START Task material
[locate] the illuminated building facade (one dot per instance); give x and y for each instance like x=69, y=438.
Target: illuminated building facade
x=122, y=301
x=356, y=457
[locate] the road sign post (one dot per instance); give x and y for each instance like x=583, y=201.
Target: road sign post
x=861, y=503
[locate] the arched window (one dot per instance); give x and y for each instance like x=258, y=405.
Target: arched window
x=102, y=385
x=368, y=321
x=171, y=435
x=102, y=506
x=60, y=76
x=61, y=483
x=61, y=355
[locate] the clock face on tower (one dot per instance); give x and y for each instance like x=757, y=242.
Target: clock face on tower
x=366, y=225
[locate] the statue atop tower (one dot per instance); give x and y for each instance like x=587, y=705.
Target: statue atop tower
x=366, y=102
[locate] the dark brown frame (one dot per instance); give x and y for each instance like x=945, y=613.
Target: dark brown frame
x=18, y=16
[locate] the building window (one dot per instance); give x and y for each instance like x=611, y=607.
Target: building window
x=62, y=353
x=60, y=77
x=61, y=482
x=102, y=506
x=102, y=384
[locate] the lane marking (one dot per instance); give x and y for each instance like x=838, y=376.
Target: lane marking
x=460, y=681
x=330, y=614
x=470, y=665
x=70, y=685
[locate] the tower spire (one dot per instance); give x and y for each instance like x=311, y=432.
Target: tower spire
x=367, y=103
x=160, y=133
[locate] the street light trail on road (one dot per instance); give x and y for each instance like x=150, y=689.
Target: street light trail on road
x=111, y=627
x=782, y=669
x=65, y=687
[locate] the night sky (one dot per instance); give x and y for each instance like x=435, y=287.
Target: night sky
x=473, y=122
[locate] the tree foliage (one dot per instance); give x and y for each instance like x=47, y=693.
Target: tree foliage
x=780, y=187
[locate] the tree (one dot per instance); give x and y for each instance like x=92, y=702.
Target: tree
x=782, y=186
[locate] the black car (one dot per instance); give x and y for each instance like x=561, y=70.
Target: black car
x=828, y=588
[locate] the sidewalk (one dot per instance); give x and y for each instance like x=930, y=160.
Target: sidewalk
END Task material
> **Task requirements**
Wherever a line in the entries above holds "sidewalk", copy that line.

> **Task response**
[locate] the sidewalk (one dot per instance); give x and y for each instance like x=930, y=160.
Target: sidewalk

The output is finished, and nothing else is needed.